↓

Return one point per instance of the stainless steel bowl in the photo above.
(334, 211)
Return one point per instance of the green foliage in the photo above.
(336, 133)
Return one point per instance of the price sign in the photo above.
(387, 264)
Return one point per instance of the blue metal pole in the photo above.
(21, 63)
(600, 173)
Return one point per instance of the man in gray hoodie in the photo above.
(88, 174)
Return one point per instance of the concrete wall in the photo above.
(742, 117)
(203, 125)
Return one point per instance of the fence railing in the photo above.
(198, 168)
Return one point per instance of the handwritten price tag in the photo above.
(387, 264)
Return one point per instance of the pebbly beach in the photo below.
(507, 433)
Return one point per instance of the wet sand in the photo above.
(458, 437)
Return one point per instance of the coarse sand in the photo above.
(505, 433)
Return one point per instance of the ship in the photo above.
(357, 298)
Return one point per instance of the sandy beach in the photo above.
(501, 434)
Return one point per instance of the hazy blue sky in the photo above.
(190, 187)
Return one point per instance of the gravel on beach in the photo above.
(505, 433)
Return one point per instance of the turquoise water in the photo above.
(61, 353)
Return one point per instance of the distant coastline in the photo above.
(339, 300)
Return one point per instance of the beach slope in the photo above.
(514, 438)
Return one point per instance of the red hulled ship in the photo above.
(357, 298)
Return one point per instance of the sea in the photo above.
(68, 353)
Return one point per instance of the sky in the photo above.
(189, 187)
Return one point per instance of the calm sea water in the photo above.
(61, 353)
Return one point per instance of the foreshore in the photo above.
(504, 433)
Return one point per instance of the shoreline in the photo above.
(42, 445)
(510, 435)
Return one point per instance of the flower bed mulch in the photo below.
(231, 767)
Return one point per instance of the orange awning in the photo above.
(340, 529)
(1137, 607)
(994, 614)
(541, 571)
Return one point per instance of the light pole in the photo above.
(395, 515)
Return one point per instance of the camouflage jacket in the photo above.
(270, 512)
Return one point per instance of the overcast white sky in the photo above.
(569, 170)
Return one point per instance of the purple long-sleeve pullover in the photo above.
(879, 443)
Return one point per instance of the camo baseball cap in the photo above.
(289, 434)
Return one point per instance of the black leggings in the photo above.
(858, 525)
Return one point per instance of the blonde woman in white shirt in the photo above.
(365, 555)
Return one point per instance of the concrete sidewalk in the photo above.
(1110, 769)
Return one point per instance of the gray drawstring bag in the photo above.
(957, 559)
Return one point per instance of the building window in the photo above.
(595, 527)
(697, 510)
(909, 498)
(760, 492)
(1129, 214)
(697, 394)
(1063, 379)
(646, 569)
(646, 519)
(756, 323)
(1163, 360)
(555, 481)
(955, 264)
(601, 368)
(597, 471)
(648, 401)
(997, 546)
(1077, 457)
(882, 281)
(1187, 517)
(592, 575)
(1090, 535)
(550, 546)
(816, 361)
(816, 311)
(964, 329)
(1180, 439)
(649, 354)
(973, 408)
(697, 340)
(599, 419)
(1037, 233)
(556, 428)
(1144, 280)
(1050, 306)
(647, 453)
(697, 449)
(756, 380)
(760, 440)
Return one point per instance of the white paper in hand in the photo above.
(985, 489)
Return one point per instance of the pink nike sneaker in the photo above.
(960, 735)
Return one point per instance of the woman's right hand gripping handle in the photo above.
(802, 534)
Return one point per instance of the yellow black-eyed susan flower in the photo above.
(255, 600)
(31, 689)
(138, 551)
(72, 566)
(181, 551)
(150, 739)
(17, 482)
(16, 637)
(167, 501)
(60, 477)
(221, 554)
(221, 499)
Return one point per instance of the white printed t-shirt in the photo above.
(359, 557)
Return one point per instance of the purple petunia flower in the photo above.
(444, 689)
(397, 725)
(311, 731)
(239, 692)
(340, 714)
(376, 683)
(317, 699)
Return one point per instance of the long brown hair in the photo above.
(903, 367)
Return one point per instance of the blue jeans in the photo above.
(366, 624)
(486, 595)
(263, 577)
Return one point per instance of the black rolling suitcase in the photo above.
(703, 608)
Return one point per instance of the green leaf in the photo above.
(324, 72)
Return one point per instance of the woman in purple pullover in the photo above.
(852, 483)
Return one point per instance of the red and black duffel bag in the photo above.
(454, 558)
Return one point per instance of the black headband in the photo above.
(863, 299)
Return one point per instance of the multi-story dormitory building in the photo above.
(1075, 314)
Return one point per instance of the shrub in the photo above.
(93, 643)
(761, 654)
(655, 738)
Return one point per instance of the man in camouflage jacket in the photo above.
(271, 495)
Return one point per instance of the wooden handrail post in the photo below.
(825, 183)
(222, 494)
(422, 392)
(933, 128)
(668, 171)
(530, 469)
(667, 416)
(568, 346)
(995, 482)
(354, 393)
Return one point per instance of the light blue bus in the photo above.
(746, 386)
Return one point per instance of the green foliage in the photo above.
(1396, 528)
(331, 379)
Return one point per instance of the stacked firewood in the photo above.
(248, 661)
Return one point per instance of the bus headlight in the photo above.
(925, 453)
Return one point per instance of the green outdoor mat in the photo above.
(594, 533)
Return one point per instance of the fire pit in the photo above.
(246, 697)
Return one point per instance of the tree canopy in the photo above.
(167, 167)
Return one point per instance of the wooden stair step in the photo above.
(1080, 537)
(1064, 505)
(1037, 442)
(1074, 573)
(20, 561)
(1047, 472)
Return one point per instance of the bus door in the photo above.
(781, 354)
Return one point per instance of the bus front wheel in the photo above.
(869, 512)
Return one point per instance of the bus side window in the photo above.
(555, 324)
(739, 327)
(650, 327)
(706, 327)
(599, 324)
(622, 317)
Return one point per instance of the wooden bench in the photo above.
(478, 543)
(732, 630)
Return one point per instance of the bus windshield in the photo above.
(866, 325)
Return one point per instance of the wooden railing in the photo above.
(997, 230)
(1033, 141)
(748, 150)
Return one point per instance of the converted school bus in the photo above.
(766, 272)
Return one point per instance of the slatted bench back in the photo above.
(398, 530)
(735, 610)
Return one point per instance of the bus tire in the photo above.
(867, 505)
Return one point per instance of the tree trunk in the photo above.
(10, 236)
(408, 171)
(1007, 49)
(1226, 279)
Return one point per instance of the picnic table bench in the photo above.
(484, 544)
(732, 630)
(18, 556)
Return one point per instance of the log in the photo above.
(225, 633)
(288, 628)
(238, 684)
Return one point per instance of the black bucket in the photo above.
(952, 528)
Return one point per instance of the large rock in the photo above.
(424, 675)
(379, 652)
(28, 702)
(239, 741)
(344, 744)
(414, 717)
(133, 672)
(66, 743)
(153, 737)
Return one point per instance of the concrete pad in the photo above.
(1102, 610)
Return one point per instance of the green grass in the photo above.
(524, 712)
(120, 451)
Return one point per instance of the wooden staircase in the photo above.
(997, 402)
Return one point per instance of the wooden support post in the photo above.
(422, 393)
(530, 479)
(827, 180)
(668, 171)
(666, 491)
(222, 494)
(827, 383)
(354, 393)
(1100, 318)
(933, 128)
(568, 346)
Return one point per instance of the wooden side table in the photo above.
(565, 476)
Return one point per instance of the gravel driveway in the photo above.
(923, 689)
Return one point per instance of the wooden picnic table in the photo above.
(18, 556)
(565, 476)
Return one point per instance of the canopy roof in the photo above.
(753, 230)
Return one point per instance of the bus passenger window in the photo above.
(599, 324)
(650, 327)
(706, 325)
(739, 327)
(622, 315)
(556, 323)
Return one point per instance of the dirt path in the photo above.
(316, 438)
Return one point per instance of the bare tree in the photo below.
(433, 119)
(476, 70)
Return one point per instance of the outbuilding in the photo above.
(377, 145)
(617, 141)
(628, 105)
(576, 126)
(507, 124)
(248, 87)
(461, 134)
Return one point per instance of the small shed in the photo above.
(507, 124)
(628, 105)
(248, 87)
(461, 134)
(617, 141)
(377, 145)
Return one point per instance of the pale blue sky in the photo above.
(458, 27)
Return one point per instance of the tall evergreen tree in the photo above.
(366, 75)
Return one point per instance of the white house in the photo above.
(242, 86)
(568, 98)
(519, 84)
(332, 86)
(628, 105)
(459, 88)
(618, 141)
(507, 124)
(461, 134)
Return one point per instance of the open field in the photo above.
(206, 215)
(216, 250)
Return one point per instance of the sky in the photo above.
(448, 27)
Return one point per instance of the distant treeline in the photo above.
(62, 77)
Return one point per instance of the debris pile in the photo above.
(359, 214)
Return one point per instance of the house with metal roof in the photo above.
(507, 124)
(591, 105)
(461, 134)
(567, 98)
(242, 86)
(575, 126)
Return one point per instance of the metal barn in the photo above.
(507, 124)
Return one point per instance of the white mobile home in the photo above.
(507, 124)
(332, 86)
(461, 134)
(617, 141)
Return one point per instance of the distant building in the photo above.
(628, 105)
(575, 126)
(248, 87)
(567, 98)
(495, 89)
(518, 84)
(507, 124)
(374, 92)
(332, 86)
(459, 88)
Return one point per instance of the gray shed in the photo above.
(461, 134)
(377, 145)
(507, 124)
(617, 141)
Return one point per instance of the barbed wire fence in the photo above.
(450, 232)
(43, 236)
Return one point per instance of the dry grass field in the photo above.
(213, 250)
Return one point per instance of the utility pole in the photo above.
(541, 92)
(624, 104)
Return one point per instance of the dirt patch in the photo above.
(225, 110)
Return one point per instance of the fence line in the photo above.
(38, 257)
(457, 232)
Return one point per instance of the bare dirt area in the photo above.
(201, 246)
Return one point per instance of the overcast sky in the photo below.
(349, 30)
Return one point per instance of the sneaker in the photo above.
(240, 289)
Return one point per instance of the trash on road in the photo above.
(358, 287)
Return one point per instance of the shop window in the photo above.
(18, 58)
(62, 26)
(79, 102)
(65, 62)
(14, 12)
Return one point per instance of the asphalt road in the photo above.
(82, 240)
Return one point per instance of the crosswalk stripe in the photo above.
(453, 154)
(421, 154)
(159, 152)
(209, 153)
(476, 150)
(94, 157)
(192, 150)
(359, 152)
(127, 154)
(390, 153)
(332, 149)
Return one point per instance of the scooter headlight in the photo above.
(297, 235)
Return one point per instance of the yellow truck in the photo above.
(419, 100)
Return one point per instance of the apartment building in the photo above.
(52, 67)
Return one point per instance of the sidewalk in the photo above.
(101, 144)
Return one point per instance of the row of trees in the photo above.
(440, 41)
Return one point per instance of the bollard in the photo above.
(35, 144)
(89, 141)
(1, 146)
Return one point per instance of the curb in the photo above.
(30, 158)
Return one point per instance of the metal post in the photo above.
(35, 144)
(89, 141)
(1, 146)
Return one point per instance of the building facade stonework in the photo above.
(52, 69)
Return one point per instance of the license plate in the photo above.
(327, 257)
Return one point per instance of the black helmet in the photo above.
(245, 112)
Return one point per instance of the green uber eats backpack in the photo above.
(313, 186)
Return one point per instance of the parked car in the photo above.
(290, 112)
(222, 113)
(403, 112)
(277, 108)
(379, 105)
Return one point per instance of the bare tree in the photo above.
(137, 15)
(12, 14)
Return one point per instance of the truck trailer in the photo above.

↑

Repeat exactly, and only, the lines of the records above, starting with the line that contains "Return one point per instance of the overcast sky" and ending with the final line, both included.

Return one point per instance of the overcast sky in the photo below.
(349, 30)
Return one point per instance of the sneaker in the photo above.
(240, 289)
Return one point per instance of the trash on road in the photo above.
(358, 287)
Return one point per instance of the shop window in the photo above.
(18, 58)
(62, 26)
(79, 102)
(65, 62)
(14, 12)
Return one point per instance of the asphalt road in the photo above.
(82, 240)
Return one point per instance of the crosswalk stripe in the photo above.
(453, 154)
(421, 154)
(159, 152)
(209, 153)
(476, 150)
(94, 157)
(192, 150)
(359, 152)
(127, 154)
(390, 153)
(332, 149)
Return one point per instance of the scooter headlight in the photo above.
(297, 235)
Return one point per instance of the yellow truck in the photo above.
(419, 100)
Return one point per instance of the apartment building in the photo above.
(52, 67)
Return one point per instance of the sidewalk in the photo above.
(101, 144)
Return one point per instance of the row of trees in the photo above.
(440, 41)
Return one point per instance of the bollard in the photo above.
(35, 144)
(89, 141)
(1, 146)
Return one point per instance of the curb in the photo above.
(30, 158)
Return one point per instance of the metal post in the photo above.
(35, 144)
(89, 141)
(1, 146)
Return one point per instance of the building facade stonework in the photo above.
(52, 69)
Return one point per instance of the license plate in the photo above.
(327, 257)
Return one point per instance of the black helmet in the photo above.
(245, 112)
Return one point per instance of the green uber eats backpack in the photo above.
(313, 186)
Return one point per instance of the parked car in the photo above.
(290, 112)
(222, 113)
(403, 112)
(277, 108)
(379, 105)
Return one point per instance of the bare tree in the photo above.
(137, 15)
(12, 14)
Return one point per instance of the truck trailer in the photo above.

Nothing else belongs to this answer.